• Serie de ejercicios:
1. Según el texto sobre el Tea Party, ¿ante qué consideraciones no se detiene su radicalismo? Enumera todas.
2. Por favor, prosigue el texto sobre el Tea Party después de su última frase.

• Texto mostrado:
══════
Prometieron que harían todo lo posible para parar la reforma sanitaria
de Obama.
ANTONIO
CAÑO Washington
Desde su
aparición en la escena norteamericana, en el verano de 2009, pocos meses
después de la toma de posesión de Barack Obama, el Tea Party ha
pasado por momentos de gran relevancia, como en las elecciones legislativas de
2010, y otros de cierto repliegue, como en las presidenciales de 2012. Pero su
protagonismo nunca había llegado a ser el factor dominante de la situación
política del país. Hasta ahora, con el cierre de la administración federal,
cuando ha arrastrado a toda la nación a un estado extremo de
ingobernabilidad.
Pocas
horas antes de que se consumara la suspensión de la actividad pública, Obama
decía que “una facción de un partido en una cámara de uno de los poderes del
Estado no puede paralizar todo un país”. Se equivocaba. Sí pudo. Pudo, en
parte, porque su radicalismo no se detiene ante consideraciones como la
estabilidad política, los riesgos económicos o la imagen de una gran potencia.
Pero pudo también porque al Tea Party le sobra la determinación y el arrojo que
les falta a todos los demás políticos del país.
John
McCain, que desaprueba por completo las tácticas del Tea Party, tenía razón
cuando decía anoche que, en el fondo, los congresistas de esa tendencia no
estaban haciendo más que cumplir con el compromiso asumido ante sus electores.
Prometieron en sus campañas que harían todo lo humanamente posible para parar
la reforma sanitaria de Obama, y eso es lo que están haciendo, todo lo posible,
sin límites, sin excusas sobre intereses de Estado.
══════
• Datos proporcionados:
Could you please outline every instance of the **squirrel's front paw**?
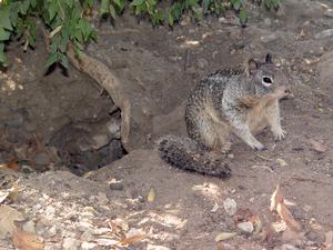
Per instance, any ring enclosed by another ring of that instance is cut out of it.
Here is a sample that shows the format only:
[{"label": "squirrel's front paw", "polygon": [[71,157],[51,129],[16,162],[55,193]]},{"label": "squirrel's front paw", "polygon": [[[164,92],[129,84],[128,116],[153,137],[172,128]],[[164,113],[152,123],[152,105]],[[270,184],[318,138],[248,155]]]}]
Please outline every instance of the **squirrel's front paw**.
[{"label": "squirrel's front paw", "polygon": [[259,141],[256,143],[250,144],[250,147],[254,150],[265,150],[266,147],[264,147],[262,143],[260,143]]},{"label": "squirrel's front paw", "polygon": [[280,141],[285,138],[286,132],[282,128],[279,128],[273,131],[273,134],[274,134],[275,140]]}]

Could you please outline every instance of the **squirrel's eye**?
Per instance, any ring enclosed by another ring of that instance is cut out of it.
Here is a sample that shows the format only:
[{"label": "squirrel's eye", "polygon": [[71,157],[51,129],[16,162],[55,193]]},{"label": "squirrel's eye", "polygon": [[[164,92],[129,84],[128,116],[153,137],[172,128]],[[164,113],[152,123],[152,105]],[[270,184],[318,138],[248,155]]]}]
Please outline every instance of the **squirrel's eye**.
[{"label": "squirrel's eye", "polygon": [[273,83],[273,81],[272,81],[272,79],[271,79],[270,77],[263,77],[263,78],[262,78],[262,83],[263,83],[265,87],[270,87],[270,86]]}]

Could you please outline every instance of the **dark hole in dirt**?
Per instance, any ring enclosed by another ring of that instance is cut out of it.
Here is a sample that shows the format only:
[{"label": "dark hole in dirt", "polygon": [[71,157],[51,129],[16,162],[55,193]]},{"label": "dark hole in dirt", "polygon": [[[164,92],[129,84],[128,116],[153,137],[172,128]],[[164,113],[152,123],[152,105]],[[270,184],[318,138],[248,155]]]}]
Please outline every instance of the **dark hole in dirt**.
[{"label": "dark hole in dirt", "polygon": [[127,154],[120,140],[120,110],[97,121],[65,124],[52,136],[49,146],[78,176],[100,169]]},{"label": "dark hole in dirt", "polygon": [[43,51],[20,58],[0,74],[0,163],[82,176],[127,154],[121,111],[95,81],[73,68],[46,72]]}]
══════
• Resultados de tareas:
1. La estabilidad política, los riesgos económicos y la imagen de una gran potencia.

2.
Al Tea
Party se le podrá acusar de muchas cosas excepto de incoherencia. Defiende el
aislacionismo en política internacional, y se plantó en el Congreso contra la
intervención militar en Siria. Se opone a los anticonceptivos, el aborto y el
matrimonio homosexual, y obstruyen cualquier avance en esa dirección en
cualquier instancia de poder a la que acceden. Abominan del Gobierno, y lo
paralizan.
Las
huestes del Tea Party en Washington no son, precisamente, políticos
convencionales. En su origen, muchos de ellos, son simples vendedores de
coches, fontaneros o médicos. Vinieron a esta ciudad para hacer la revolución,
no para hacer amigos. Muchos de ellos duermen en sus despachos, entregando cada
minuto de sus vidas a una labor que no es un oficio, sino un sacerdocio, una
misión, una causa.
Este
Washington de hoy, con el Gobierno cerrado, está mucho más cerca de su ideal.
Les importa un rábano la crítica de que están dividiendo al Partido
Republicano. Esta crisis es su éxtasis. No van a ceder fácilmente.